BRONTEKST
===
Ten slotte kunnen wij bij het thema: “Moedige gelovigen gevraagd!” ook denken aan de Martelaren van Oeganda. Ik heb drie jaar geleden al hun verhaal verteld, maar het is zo indrukwekkend, dat het absoluut de moeite is het weer te horen.

Het was eind negentiende eeuw. In Oeganda stonden velen van de plaatstelijke bevolking open voor de verkondiging van de katholieke en anglicaanse missionarissen die daar waren komen evangeliseren. Maar Mwanga, de koning van een groot deel van het huidige Oeganda, was steeds negatiever en argwanender geworden ten opzichte van de Europeanen. Hij vreesde dat zij zijn land middels een invasie zouden proberen te koloniseren. Op 29 oktober 1885 liet hij de anglicaanse bisschop James Hannington en een aantal zendelingen, tesamen met honderden Oegandese bekeerlingen, uitmoorden. Hijzelf had een actief aandeel in de moordpartijen. Een van zijn voornaamse hofmedewerkers, Mukasa, die katholiek gedoopt was, begon koning Mwanga openlijk verwijten te maken over zoveel zinloos geweld. Dit was de aanleiding waarop de vorst had gewacht. Hij had in de afgelopen tijd een enorme hekel aan Musaka gekregen, omdat Musaka vanuit zijn christelijke achtergrond er alles aan deed om de jongens aan het hof die ook katholiek geworden waren, weg te houden van koning Mwanga die hen seksueel wilde misbruiken. Op 15 november 1885 liet koning Mwanga zijn hofmedewerker Musaka onthoofden. Juist enige dagen tevoren had Musaka Charles Lwanga  gedoopt. Charles Lwanga was zijn vertrouweling onder de pages. Al was hij slechts 25 jaar oud, hij bleek even moedig als zijn meester Musaka.

Koning Mwanga begon nu een ware christenjacht. Hij liet alle jongemannen die aan zijn hof werkten, voor zich aantreden. Met barse stem beval hij dat alle christenen onder hen uit de rij naar voren moesten treden. Onverschrokken gaven negen pages gehoor aan dat bevel. Op de vraag of zij wensten vast te houden aan hun christelijk geloof, antwoordden zij met  grote moed: “Tot in de dood!” Anderen werden bij hen gevoegd. Vervolgens werden ze op transport gesteld naar het vijftig kilometer verderop gelegen Namugongo. Onderweg werden ze al door hun bewakers getreiterd en mishandeld.
===
GEGEVENSRIJEN

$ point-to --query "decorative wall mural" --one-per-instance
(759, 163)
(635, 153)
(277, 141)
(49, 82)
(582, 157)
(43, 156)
===
OPGAVE A
Hoeveel pages traden volgens de tekst over de Martelaren van Oeganda naar voren toen koning Mwanga beval dat de christenen uit de rij moesten stappen?
OPGAVE B
Schrijf de tekst over de Martelaren van Oeganda verder, aansluitend op de laatste zin.

EINDANTWOORD A
Negen pages.

EINDANTWOORD B
Maar dat was nog niets vergeleken bij de folteringen die hun nog te wachten stonden. In totaal zouden twee-en-twintig de marteldood vinden. Athanasius Bazzkuketta, twintig jaar oud, vroeg om als eerste te mogen worden gedood om zo voor te gaan in het martelaarschap. Hij werd op 26 of 27 mei 1886 onthoofd te Kampala. Charles Lwanga en enkele anderen werden enkele dagen later met droog riet ombonden en langzaam tot de dood verbrand boven een vuur. Pontianus Ngondwe, lid van de koninklijke lijfwacht, werd in elkaar geslagen en met een lans doorstoken. Hij was veertig jaar oud.

Dionysius Ssebuggwawo, nog maar zestien jaar oud, een page aan het hof van koning Mwanga, werd door Mwanga zelf met een lans doorstoken. Van Andreas Kaggwa, dorpshoofd en catechist, dertig jaar oud, werden zijn armen en benen afgehakt. Ook van Mathias Mulumba  die rechter aan het hof was, en die bekend stond als een zeer devoot en gelovig man, werden benen en armen afgehakt. Hij stierf na drie dagen doodsstrijd als oudste van de martelaren van Oeganda: hij was vijftig jaar oud. De meesten waren nog jongemannen: Mugagga en Gyavira waren beiden pas 17 jaar, Ambrosius Kibuka was 18 jaar, Mukasa Kiriwawanvu en Adolfus Mukasa waren beiden 25 jaar. Kizito, een sportieve en veelbelovende jongeman van slechts vijftien jaar, werd op het laatste moment door Charles Lwanga gedoopt. Hij is levend verbrand op 3 juni 1886 te Namugongo en was de jongste van de tweeëntwintig martelaren van Oeganda. Het waren ongelooflijk moedige jongemannen die geweld en intimidatie weerstonden omwille van Christus, hun Heer. Zij werden op 18 oktober 1964 door paus Paulus VI heiligverklaard.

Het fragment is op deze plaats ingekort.